*Point annotation records*
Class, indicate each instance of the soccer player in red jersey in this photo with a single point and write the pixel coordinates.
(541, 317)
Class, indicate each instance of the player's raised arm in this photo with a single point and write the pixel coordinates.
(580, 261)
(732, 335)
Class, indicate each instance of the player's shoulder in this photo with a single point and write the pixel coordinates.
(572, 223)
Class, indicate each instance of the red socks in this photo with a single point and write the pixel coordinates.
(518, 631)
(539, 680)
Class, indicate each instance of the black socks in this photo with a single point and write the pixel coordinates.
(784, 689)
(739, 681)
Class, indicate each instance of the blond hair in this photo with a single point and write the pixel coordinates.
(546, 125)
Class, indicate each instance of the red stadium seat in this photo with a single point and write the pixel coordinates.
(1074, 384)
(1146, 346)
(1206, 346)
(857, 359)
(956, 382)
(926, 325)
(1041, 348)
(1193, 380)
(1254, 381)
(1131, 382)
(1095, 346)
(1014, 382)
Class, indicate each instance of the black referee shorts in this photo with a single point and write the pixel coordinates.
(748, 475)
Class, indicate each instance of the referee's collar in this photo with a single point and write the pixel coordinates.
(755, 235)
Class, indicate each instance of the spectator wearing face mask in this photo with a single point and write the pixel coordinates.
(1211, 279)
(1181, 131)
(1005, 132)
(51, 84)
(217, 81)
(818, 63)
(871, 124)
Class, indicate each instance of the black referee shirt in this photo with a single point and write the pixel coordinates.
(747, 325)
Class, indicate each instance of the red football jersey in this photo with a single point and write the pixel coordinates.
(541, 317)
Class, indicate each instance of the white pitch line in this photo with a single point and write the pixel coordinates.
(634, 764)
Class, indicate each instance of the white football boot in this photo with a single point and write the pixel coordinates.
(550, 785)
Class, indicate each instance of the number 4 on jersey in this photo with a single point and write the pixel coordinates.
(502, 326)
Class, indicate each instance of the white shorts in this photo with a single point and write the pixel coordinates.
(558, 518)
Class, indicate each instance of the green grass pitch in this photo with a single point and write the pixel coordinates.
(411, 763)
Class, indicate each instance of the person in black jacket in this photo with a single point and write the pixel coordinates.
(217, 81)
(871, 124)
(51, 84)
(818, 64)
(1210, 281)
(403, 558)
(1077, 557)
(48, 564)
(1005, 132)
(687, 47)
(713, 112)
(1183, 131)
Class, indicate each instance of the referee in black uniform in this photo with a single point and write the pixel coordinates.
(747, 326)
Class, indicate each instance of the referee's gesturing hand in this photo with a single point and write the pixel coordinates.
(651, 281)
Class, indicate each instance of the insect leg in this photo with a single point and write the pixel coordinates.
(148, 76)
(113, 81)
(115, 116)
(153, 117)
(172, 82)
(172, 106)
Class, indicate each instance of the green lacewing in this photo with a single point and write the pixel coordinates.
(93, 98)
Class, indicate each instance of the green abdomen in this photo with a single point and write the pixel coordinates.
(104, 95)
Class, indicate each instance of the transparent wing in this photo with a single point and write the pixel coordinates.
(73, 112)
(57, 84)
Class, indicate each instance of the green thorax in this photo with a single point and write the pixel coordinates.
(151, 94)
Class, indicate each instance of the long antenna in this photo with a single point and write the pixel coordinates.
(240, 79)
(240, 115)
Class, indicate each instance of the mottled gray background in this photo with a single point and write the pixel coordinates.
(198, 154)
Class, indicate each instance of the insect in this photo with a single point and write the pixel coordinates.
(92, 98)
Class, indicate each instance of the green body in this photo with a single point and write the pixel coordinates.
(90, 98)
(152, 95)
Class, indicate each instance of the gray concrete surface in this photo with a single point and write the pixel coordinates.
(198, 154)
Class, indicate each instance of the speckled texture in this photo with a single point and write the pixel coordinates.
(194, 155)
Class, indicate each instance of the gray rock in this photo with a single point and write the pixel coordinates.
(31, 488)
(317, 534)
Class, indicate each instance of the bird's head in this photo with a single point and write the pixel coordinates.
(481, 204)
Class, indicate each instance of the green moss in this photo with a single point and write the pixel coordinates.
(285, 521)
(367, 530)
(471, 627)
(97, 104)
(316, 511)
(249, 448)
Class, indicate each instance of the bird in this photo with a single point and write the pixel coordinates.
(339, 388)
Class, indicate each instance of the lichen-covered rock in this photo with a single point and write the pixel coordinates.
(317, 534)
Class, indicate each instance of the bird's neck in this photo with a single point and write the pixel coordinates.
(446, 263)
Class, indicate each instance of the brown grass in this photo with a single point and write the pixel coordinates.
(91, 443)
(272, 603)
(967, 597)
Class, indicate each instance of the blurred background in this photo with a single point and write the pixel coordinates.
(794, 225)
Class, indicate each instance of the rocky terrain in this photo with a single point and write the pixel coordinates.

*What is asked*
Can you reproduce the entire listing above, line for line, without changing a single word?

*Written reply*
Class, indicate each instance of the soccer player in red jersey in this photo with a single point and write the pixel coordinates.
(541, 317)
Class, indicate each instance of the player's raised arm in this photo with a single point and write the pixel coordinates.
(580, 261)
(732, 335)
Class, indicate each instance of the player's shoulder in this photo with a single point and write the pixel coordinates.
(572, 223)
Class, indicate each instance of the red socks in this photo with a single point and write the pixel coordinates.
(518, 631)
(539, 680)
Class, indicate each instance of the black socks in this photo with a single point and write the pixel coordinates.
(784, 689)
(739, 681)
Class, indicate each instance of the blond hair in this photo with a single point and write the pixel coordinates.
(546, 125)
Class, indicate each instance of the red stadium seat in this photo with a single point and write the pixel coordinates.
(1074, 384)
(1146, 346)
(1206, 346)
(857, 359)
(956, 382)
(926, 325)
(1041, 348)
(1193, 380)
(1254, 381)
(1131, 382)
(1095, 346)
(1014, 382)
Class, indicate each instance of the black referee shorts in this photo with a single point and write the pixel coordinates.
(748, 475)
Class, indicate each instance of the referee's collar in this photo with a single point and write the pixel coordinates.
(755, 235)
Class, indicate each instance of the spectator wearing face mask in this photo with a single point and write the pixel coordinates.
(1211, 279)
(1181, 131)
(1005, 132)
(51, 84)
(217, 81)
(818, 63)
(871, 124)
Class, indicate each instance of the black referee shirt in this photo with a single point and write the pixel coordinates.
(747, 325)
Class, indicate each instance of the red football jersey in this photo with a single point and write the pixel coordinates.
(541, 317)
Class, indicate each instance of the white pitch line in this photo with a single point and write the pixel coordinates.
(634, 764)
Class, indicate each instance of the white football boot in this photo with a single point and write the pixel coordinates.
(550, 785)
Class, indicate each instance of the number 4 on jersey in this photo with a single point and write the pixel coordinates.
(502, 326)
Class, indicate each instance of the white shorts in this photo with a single point and write the pixel coordinates.
(558, 518)
Class, indicate each instance of the green grass pitch in this photo with a single point and write the pixel coordinates.
(411, 763)
Class, indicate each instance of the person in black jacket in this photo with a single point and write the pixel coordinates.
(217, 81)
(871, 124)
(51, 84)
(818, 64)
(1210, 281)
(403, 558)
(1077, 557)
(48, 564)
(1005, 132)
(687, 47)
(713, 112)
(1183, 131)
Class, indicate each instance of the referee in black uniform in this photo with a single point and write the pixel coordinates.
(747, 326)
Class, indicate each instance of the referee's gesturing hand in this photo with a single point and write the pixel coordinates.
(651, 281)
Class, indicate each instance of the insect leg in this photo with a single point and write the pixel coordinates.
(148, 76)
(113, 81)
(115, 116)
(153, 117)
(172, 82)
(172, 106)
Class, indicate each instance of the green lacewing in this photo with a single point and write the pixel coordinates.
(93, 98)
Class, indicate each instance of the green abdomen in this photo with a single point and write the pixel coordinates.
(104, 95)
Class, indicate each instance of the transparent wing in this photo with a single point and write the pixel coordinates.
(73, 112)
(57, 84)
Class, indicate each instance of the green thorax in this photo with a single point and write the pixel coordinates.
(151, 94)
Class, indicate each instance of the long antenna in this photo with a single point and write the pixel coordinates.
(240, 79)
(240, 115)
Class, indicate each instance of the mottled gray background in this photo with a single point and write the pixel coordinates.
(198, 154)
Class, indicate each instance of the insect in this photo with a single point and write the pixel coordinates.
(92, 98)
Class, indicate each instance of the green body in this photo with a single point and write the pixel coordinates.
(90, 98)
(152, 95)
Class, indicate each instance of the gray concrete surface in this photo with a single point and write the pixel coordinates.
(198, 154)
Class, indicate each instance of the speckled texture in this photo with a single point and write the pixel coordinates.
(194, 155)
Class, indicate each instance of the gray rock in this photo with a single point and write the pixel coordinates.
(31, 488)
(317, 534)
Class, indicate each instance of the bird's head in this photo with a single point and write the pixel coordinates.
(481, 204)
Class, indicate each instance of the green moss in this photo with a single point and write the pixel coordinates.
(285, 521)
(367, 530)
(471, 627)
(97, 104)
(316, 511)
(249, 448)
Class, indicate each instance of the bird in this photo with a single point and write the pixel coordinates.
(339, 388)
Class, indicate each instance of the lichen-covered rock in this photo with a single point and write the pixel coordinates.
(317, 534)
Class, indicate each instance of the bird's neck in this photo with a single point and write the pixel coordinates.
(446, 263)
Class, indicate each instance of the brown grass in this photo with a single point and write the pixel coordinates.
(91, 443)
(272, 603)
(967, 597)
Class, indicate each instance of the blurred background in this photo with a single point and write the pixel coordinates.
(794, 225)
Class, indicate each instance of the rocky terrain in this photo with a single point and write the pixel coordinates.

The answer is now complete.